• [Exercise prompt]: Every line must be returned precisely as it is written.

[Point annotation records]

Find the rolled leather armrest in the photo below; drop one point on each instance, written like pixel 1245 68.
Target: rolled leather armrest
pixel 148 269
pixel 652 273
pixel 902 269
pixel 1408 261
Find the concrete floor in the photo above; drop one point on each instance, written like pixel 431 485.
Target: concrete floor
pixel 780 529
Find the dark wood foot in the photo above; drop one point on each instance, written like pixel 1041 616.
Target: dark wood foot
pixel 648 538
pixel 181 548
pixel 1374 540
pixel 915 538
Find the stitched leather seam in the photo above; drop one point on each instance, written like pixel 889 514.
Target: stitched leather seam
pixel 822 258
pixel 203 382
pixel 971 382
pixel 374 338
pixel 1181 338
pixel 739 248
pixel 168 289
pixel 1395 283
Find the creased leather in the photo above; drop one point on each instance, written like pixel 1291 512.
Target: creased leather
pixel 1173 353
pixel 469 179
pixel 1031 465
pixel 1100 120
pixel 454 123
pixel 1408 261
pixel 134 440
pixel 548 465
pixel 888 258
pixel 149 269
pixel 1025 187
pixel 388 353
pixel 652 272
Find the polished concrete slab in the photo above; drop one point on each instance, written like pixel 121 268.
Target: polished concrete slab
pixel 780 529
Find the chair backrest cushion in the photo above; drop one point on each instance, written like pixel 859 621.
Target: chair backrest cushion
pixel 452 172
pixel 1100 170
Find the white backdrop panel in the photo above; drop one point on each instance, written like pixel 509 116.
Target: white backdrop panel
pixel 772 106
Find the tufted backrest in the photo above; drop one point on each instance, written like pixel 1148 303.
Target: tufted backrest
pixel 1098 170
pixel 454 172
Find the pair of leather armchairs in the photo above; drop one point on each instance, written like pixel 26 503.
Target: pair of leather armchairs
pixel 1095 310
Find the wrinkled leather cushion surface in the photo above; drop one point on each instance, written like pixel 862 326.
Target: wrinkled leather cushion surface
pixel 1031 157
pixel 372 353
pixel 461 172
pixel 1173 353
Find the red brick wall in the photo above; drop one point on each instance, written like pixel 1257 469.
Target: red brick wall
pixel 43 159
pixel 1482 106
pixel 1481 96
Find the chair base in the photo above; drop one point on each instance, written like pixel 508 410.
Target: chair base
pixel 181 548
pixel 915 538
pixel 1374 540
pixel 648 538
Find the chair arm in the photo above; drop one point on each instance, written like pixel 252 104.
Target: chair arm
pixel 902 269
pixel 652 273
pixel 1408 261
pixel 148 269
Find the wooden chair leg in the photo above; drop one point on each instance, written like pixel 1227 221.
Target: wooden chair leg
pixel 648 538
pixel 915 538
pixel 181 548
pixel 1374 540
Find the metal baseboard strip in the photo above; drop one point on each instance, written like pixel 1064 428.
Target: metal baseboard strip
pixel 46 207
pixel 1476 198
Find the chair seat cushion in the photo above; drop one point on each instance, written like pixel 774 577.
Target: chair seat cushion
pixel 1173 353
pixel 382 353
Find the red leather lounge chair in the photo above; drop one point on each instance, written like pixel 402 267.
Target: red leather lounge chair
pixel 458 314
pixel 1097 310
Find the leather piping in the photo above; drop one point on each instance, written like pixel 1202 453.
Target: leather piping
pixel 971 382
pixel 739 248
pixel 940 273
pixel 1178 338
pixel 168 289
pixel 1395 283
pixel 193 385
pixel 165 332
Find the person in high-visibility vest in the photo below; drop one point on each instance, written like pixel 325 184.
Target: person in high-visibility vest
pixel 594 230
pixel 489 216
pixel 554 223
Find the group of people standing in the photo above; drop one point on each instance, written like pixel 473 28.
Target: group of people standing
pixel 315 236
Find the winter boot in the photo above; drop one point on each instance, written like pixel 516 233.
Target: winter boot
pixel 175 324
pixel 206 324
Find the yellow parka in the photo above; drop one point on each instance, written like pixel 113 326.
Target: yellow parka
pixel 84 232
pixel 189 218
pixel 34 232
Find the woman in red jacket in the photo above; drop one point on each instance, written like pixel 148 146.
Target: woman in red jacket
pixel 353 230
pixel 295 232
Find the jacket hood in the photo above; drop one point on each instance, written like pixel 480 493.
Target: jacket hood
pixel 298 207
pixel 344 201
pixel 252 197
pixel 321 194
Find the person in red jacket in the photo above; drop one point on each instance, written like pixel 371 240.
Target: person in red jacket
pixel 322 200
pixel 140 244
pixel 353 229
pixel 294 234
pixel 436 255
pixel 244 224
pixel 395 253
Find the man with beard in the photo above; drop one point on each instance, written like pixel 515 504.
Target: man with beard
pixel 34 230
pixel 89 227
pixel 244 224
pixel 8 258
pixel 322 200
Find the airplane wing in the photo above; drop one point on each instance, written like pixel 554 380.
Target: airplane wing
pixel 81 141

• [Response for this exercise]:
Find the rolled leather armrest in the photo below; drop one point on each instance, written like pixel 1245 68.
Target: rolled leather armrest
pixel 148 269
pixel 652 273
pixel 902 269
pixel 1408 261
Find the concrete floor in the photo above; drop one point on each instance, written like pixel 431 485.
Target: concrete floor
pixel 780 529
Find the dark wood foot in the photo above; drop one point on each instance, written like pixel 1041 616.
Target: dark wood foot
pixel 648 538
pixel 181 548
pixel 1374 540
pixel 915 538
Find the stitched leather seam in the photo above; drop one point on each instance, written like pixel 889 514.
Target: stitched leather seam
pixel 822 258
pixel 203 382
pixel 971 382
pixel 374 338
pixel 1181 338
pixel 739 248
pixel 168 289
pixel 1395 283
Find the creased leather in the photo above; drop one point on each instance, written like pixel 1291 512.
Target: creased leather
pixel 1173 353
pixel 469 179
pixel 1031 465
pixel 1100 120
pixel 454 123
pixel 1408 261
pixel 134 440
pixel 548 465
pixel 888 258
pixel 149 269
pixel 1025 187
pixel 388 353
pixel 652 272
Find the polished concrete slab in the photo above; drop one point on each instance, written like pixel 121 268.
Target: polished concrete slab
pixel 780 529
Find the chair backrest cushion in the photo above; drop one point on each instance, written like pixel 859 621.
Target: chair backrest cushion
pixel 452 172
pixel 1100 170
Find the white backdrop panel in the photo above; drop one point on each instance, written like pixel 509 116.
Target: white backdrop panel
pixel 772 106
Find the tufted backrest in the photo above; drop one point on each instance, written like pixel 1148 303.
Target: tufted backrest
pixel 1098 170
pixel 454 172
Find the pair of leather armchairs in the photo above; drop one point on each instance, written like pixel 26 503.
Target: pair of leather armchairs
pixel 1095 310
Find the wrinkled leather cushion surface in the photo above; drop one point on each instance, written like pixel 862 326.
Target: wrinkled leather cushion surface
pixel 1031 157
pixel 372 353
pixel 461 172
pixel 1173 353
Find the red brick wall in the photo above; drop one point on each instance, written like pixel 1257 469.
Target: red brick wall
pixel 43 159
pixel 1482 106
pixel 1481 96
Find the chair base in the photo above; drop one point on each instance, written like pixel 508 410.
Target: chair base
pixel 181 548
pixel 915 538
pixel 1374 540
pixel 648 538
Find the chair arm in the photo above; drop one point on each instance, written like pixel 252 104.
Target: chair arm
pixel 902 269
pixel 652 273
pixel 1408 261
pixel 148 269
Find the wooden chair leg in the photo above; drop one point on each instance, written like pixel 1227 221.
Target: wooden chair leg
pixel 648 538
pixel 915 538
pixel 181 548
pixel 1374 540
Find the metal baseboard strip in the photo above; drop one point on each instance, written like pixel 1064 428.
Target: metal baseboard strip
pixel 46 207
pixel 1476 198
Find the chair seat cushion in the photo above; drop one point on each instance, written like pixel 774 577.
Target: chair seat cushion
pixel 1173 353
pixel 382 353
Find the red leather lounge chair in the photo above; drop one point on each instance, written like pixel 402 267.
Target: red leather lounge chair
pixel 458 314
pixel 1097 310
Find the leather piping in the photo above; drop one point on each instance, written like pixel 1202 453.
Target: leather piping
pixel 971 382
pixel 739 248
pixel 940 273
pixel 1178 338
pixel 168 289
pixel 1395 283
pixel 193 385
pixel 165 332
Find the person in high-visibility vest in the photo below; drop one point on each instance, written like pixel 325 184.
Target: person in high-visibility vest
pixel 594 230
pixel 489 216
pixel 554 223
Find the group of people standing in the photo above; drop one point on each instance, written like pixel 473 28.
Target: group of people standing
pixel 315 236
Find the winter boot in the photo above; drop one point on each instance, written like pixel 516 233.
Target: winter boot
pixel 175 324
pixel 206 324
Find the yellow parka in the photo above; drop one point on each instance, written like pixel 113 326.
Target: yellow parka
pixel 84 232
pixel 189 218
pixel 34 232
Find the woman in red jacket in the photo above; drop one point on each instance, written like pixel 148 146.
Target: woman in red jacket
pixel 353 230
pixel 295 232
Find the jacket hood in the photo above; drop one point on each instance, written like pixel 480 493.
Target: jacket hood
pixel 298 207
pixel 344 201
pixel 252 197
pixel 321 194
Find the person in red jacket in the photo above; drop one point on each instance, written like pixel 371 240.
Target: person in red jacket
pixel 322 200
pixel 140 244
pixel 353 229
pixel 294 234
pixel 436 255
pixel 244 224
pixel 395 253
Find the man with beard in the photo above; drop one point on each instance, written like pixel 515 504.
Target: man with beard
pixel 34 230
pixel 89 227
pixel 244 224
pixel 8 258
pixel 322 200
Find the airplane wing in the photo above; drop one point on each instance, written like pixel 554 380.
Target: airplane wing
pixel 81 141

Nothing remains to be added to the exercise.